TrianguloY / URLCheck

Android app by TrianguloY: URLCheck
Other
1k stars 58 forks source link

Regex transform #170

Open danielphan2003 opened 1 year ago

danielphan2003 commented 1 year ago

Is your feature request related to a problem? Please describe. When replacing a url with regex, there is some cases where you need to transform them. For example: example.com/HeY ➔ example.com/hey

Describe a solution you've considered None.

Describe alternatives you've considered None.

Additional context None.

TrianguloY commented 1 year ago

Do you mean using a regexp transformation? like '/H(.)Y' -> '/h$1y'? The current patterns checker module does allow for a replacement, there are some included which uses it, and you can find more on the wiki.

Or do you mean something else like changing the characters case (lower/upper)?

danielphan2003 commented 1 year ago

Oh, I meant for the lower/upper case transformation.

TrianguloY commented 1 year ago

Ah, unfortunately java regexp doesn't support changing case. I could add a module with two buttons, or at least one to make the url lowercase. In any case, what is the reasoning for this feature? Aren't urls case-insensitive?

danielphan2003 commented 1 year ago

The scheme (e.g. https vs HTTPS) and the host (e.g. example.com vs EXamPLe.COm) of a URI are case-insensitive, but the rest (paths, queries etc.) are not, at least according to this answer on https://stackoverflow.com/questions/15641694/are-uris-case-insensitive :

RFC 3986 states:

the scheme and host are case-insensitive and therefore should be normalized to lowercase. For example, the URI HTTP://www.EXAMPLE.com/ is equivalent to http://www.example.com/. The other generic syntax components are assumed to be case-sensitive unless specifically defined otherwise by the scheme

RFC 2616 defines the following comparison rule for the HTTP scheme:

When comparing two URIs to decide if they match or not, a client SHOULD use a case-sensitive octet-by-octet comparison of the entire URIs, with these exceptions:

However, RFC 7230 locks it down further by stating

The scheme and host are case-insensitive and normally provided in lowercase; all other components are compared in a case-sensitive manner.

Those rules typically apply to client side comparisons. There are no rules specifically geared for server side comparisons. Once a server breaks up a URI into its components, it should treat them according to the same rules, but I don't see that enforced in the RFCs. Some web servers, like Apache, do follow the rules. IIS doesn't, for compatibility with Windows' case-insensitive file system.

TrianguloY commented 1 year ago

So, for that reason, a module to change the url case is not a good idea, since it would break most of them. It could change the left part though, but I'm not sure if that's really useful in any case.

Since you mentioned regexp, is there any specific user case you know that may benefit from this feature? Maybe there is a shortener-like service that makes the long urls with different case and so you need to change it when unshortening it?

Murilogs1910 commented 1 year ago

I was actually searching for a way to change the uppercase characters to lowercase in the domain.

It's useful since I could send you a malicious link like https://googIe.com and it would be hard to notice there's an uppercase i instead of a lowercase l. However, if the domain characters were all lowercase, it would be easier to determine that's a fake website.

It makes even more sense to add this if you consider the pattern checker, by default, checks for non-ascii characters to help recognize websites used for phishing, as explained in the app:

- Warning when contains non-ascii characters like greek letters. This can be used for phishing: googÍe.com vs google.com

TrianguloY commented 1 year ago

That's... a very good reason indeed. According to the standard the domain part of an url is case insensitive, and some apps even translate it to lowercase. It's a shame that java regexp doesn't support case syntax, replacing the domain with a lowercase is a nice addition. I wonder if having it as a special rule in that module could be problematic. A new module just for that seems a bit too much, but with this new information maybe it's worth it.

I'm thinking of a module with two buttons:

________________

■ GIVEN PROBLEM 1
Return the part of the URLCheck issue thread running from "Open danielphan2003 opened" down to "Additional context None.", word for word.
■ GIVEN PROBLEM 2
In the URLCheck issue thread, which web server does not follow the case rules for URIs, and for what reason?
None of the data below is needed for this work.

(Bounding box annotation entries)

________________

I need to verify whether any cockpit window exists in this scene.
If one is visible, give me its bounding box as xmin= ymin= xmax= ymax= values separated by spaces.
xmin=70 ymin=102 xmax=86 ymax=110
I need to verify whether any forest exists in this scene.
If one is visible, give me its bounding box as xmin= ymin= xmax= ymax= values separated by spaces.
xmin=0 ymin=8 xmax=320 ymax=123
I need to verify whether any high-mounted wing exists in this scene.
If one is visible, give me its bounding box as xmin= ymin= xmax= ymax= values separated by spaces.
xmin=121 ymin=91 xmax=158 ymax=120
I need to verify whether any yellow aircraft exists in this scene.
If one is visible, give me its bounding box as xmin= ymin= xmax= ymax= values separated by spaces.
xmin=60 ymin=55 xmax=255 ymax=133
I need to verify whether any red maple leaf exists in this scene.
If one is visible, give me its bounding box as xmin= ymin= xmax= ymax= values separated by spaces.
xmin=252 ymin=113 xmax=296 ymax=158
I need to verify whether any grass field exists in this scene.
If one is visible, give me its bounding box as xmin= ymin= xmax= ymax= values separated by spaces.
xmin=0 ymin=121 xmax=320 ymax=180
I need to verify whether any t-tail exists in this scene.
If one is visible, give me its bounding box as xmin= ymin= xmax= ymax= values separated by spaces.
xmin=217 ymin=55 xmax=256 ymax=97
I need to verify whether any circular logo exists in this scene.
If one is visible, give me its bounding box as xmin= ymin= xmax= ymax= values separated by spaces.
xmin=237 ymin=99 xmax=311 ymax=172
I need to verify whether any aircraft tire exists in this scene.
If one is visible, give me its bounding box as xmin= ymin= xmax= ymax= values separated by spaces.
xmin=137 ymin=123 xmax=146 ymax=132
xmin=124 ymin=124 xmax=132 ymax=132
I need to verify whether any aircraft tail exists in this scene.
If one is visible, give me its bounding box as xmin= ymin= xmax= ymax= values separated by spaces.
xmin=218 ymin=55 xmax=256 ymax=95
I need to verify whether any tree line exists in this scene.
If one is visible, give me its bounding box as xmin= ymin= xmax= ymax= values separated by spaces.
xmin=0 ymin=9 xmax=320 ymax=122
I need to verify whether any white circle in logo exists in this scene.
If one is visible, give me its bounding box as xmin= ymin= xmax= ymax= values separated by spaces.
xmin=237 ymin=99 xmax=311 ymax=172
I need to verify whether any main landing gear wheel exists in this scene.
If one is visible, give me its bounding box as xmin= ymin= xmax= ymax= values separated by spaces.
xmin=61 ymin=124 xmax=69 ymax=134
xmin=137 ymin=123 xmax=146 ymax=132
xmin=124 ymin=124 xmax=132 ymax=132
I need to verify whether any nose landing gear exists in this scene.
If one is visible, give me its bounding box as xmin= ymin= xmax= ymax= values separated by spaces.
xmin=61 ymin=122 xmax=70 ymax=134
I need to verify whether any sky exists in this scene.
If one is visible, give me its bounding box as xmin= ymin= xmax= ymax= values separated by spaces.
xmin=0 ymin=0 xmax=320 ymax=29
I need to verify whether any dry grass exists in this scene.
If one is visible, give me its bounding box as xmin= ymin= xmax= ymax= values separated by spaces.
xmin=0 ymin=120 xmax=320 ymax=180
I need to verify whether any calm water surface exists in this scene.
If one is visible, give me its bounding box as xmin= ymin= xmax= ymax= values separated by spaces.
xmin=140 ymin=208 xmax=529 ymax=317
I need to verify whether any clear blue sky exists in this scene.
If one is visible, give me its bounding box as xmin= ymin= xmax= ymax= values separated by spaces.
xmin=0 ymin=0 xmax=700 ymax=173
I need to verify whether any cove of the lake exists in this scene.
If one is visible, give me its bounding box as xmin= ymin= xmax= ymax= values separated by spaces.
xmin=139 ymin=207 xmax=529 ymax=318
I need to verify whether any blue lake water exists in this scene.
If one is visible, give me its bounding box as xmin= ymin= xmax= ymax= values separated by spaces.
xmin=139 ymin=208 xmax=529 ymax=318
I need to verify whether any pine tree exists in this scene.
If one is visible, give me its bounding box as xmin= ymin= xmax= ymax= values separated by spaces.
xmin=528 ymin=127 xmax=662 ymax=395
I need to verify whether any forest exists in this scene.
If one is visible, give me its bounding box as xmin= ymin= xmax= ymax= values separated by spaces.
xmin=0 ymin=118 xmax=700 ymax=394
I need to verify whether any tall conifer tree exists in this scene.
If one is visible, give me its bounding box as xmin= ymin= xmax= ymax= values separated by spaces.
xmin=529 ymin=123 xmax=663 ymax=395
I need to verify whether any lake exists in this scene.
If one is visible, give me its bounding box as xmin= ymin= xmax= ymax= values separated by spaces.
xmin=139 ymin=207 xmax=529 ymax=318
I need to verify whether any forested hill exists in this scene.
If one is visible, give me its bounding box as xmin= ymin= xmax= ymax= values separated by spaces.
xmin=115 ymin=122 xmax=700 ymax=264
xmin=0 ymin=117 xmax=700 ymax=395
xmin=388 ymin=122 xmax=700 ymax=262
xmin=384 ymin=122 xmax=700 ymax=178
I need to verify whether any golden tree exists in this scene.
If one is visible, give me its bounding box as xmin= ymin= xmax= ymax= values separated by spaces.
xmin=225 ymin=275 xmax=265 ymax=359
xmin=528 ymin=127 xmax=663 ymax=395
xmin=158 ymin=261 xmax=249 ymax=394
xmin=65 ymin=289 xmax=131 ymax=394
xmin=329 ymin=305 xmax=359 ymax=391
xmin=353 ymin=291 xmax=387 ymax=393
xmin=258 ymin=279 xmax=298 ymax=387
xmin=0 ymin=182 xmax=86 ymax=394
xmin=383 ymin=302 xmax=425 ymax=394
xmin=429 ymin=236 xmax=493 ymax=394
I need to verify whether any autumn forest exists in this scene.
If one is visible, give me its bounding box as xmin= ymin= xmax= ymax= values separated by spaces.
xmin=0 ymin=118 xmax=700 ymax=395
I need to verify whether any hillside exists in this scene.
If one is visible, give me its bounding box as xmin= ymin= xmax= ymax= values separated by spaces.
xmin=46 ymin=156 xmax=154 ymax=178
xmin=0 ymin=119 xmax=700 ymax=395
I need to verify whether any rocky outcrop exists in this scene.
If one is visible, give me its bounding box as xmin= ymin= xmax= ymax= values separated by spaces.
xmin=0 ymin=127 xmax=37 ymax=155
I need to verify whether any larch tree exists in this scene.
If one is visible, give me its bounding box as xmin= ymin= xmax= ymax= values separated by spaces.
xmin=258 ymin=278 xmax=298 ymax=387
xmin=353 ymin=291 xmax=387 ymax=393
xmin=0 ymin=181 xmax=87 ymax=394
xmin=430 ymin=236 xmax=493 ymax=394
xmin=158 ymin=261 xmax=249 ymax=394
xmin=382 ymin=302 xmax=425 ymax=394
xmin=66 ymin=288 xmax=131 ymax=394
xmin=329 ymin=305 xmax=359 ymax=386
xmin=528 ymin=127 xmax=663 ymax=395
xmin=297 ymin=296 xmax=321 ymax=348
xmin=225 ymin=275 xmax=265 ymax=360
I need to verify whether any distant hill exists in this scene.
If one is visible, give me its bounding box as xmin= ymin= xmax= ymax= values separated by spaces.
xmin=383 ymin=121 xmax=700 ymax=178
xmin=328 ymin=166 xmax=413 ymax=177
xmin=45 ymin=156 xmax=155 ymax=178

________________

■ FINAL ANSWER 1
Open danielphan2003 opened 1 year ago

danielphan2003 commented 1 year ago

Is your feature request related to a problem? Please describe. When replacing a url with regex, there is some cases where you need to transform them. For example: example.com/HeY ➔ example.com/hey

Describe a solution you've considered None.

Describe alternatives you've considered None.

Additional context None.

■ FINAL ANSWER 2
IIS, for compatibility with Windows' case-insensitive file system.